- [Passage to read]:
>> start
MARITIME TRANSPORT IN ANCIENT EGYPT

Herodotus described the Ancient Egyptians as having boats "in great numbers" and carrying "many thousands of talents' burden".

The Ancient Egyptians were creating ships with technological skills far beyond their time, well before Herodotus visited Egypt - and in fact even before the invention of the wheel. The earliest record of a ship under sail is depicted on an Egyptian pot dating back to 3200BC. Egyptologists suspect that simple light rafts made from bundled papyrus reeds may have been made by hunter-gatherers who moved to the Nile Valley during the Upper Palaeolithic period, although no specimens remain today. However, there is evidence of the presence of boats in the Naqada II culture, which immediately preceded the dynastic period.



It could be argued that the Ancient Egyptians were pioneers in maritime transport. With the Nile flowing from South to North but the prevailing wind blowing from North to South, transport was efficient, cost effective and relatively easy. Officials went up and down the Nile with stone for building projects or grain for the pharaohs' stores, and merchants carried wares for sale.

Maritime transport is clearly depicted in ancient temple and tomb carvings and the direction of the journey is easy to identify, particularly if the boat is a sailing vessel. If the sail of the boat is up, then the boat is travelling upstream towards Aswan, with the wind behind it; if the sail is down, then the boat was travelling downstream, towards the Delta and beyond, with the current. Oarsmen and an experienced tillerman helped to keep the boat stable and on course. Every corner of civilized Egypt could therefore be easily reached and Egyptian traders used the Nile and the coast to sail to ports in the Eastern Mediterranean and the Red Sea.

Over time, Ancient Egyptians created and utilized three types of boats, each with its own purpose. Simple reed rafts were used mostly for hunting in marshes. In time, wooden boats generally replaced papyrus rafts for Nile travel, and, since they were faster and more stable than rafts, they were also used for transport. 



Eventually stronger wooden boats were used for lengthy ocean excursions as well as to tow river barges for transporting stone blocks and obelisks, weighing hundreds of tons, from quarries to pyramids and temple building sites.

According to Gaius Plinius Secundus (Pliny), a Roman Historian, the transport of heavy blocks was achieved by the following:
"A canal was dug from the river Nilus to the spot where the obelisk lay; and two broad vessels, laden with blocks of similar stone a foot square, the cargo of each amounting to double the size, and consequently double the weight, of the obelisk, were brought beneath it; the extremities of the obelisk remaining supported by the opposite sides of the canal. The blocks of stone were then removed, and the vessels, being thus gradually lightened, received their burden. It was erected upon a basis of six square blocks, quarried from the same mountain, and the artist was rewarded with the sum of fifty talents."
>> end
[Raw records]
>> start
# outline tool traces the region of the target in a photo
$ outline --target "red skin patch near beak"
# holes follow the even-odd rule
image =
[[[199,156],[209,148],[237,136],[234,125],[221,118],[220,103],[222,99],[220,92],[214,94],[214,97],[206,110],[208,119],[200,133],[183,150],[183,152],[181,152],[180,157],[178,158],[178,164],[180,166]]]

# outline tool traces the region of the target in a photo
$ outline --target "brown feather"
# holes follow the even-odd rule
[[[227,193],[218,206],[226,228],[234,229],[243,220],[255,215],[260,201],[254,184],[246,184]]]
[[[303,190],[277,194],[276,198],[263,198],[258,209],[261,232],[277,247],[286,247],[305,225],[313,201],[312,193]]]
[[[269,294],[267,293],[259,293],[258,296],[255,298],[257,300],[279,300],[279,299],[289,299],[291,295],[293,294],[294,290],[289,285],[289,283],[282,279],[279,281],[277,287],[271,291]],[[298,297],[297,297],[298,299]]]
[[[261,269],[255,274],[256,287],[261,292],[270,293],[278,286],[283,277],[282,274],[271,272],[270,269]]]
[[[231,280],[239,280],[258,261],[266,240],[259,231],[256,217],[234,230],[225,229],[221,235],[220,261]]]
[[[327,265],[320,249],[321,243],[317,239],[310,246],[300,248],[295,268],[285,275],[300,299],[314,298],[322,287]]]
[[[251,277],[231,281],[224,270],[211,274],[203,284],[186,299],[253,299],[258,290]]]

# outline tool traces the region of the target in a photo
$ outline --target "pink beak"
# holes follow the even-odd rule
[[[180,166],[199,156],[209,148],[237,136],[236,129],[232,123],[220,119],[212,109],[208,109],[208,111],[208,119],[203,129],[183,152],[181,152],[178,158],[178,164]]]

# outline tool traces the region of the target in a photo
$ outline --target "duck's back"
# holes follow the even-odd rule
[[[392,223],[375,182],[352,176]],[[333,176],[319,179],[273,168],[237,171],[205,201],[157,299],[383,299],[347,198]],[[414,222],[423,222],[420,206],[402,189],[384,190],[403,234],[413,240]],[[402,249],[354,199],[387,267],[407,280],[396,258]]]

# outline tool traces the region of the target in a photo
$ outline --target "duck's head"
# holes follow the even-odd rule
>> end
- [Exercises to complete]:
[1] Reproduce the part of the passage on maritime transport in Ancient Egypt that begins with the words containing "Over time, Ancient" and ends with "temple building sites.".
[2] Carry on the passage on maritime transport in Ancient Egypt, picking up after its final sentence.

- [Responses in order]:
[1]
Over time, Ancient Egyptians created and utilized three types of boats, each with its own purpose. Simple reed rafts were used mostly for hunting in marshes. In time, wooden boats generally replaced papyrus rafts for Nile travel, and, since they were faster and more stable than rafts, they were also used for transport. 



Eventually stronger wooden boats were used for lengthy ocean excursions as well as to tow river barges for transporting stone blocks and obelisks, weighing hundreds of tons, from quarries to pyramids and temple building sites.

[2]
The third type of boat was the papyriform boat, similar to wooden boats but with the shape of an elaborate papyrus raft in order to maintain the connection to royalty and gods. These ships appear to have been used as pleasure boats and transportation for royalty. They were also used as funerary and burial boats, as well as in religious events such as pilgrimages and for transporting religious statues.

There is evidence that heavy ships and smaller trading ships were constructed in the Nile Valley, then dismantled and carried in pieces to Qoseir, where they were reassembled and launched in the sea. In general, sea-going boats were referred to by the ancient Egyptians as "Byblos boats" because the earliest seaworthy boats were used for trading with the Lebanese port town of Byblos.

The Royal Fleet

Transportation and trade were not the only reasons for seaworthy boats to be built in ancient Egypt. The pharaohs also recognized the need for a powerful navy. Many pharaohs achieved incredible feats with their fleets, such as Queen Hatchepsut, who commission a large trading voyage to Punt. Pharaoh Ramses III, following one trading voyage, wrote a 'report' to Amun, the most prominent deity in the New Kingdom era.

"I built you ships, freight ships, arched ships with rigging, plying the Big Green (the sea). I manned them with archers, captains and innumerable sailors, to bring the goods of the Land of Tyre and the foreign countries at the end of the world to your storage rooms at Thebes the Victorious. "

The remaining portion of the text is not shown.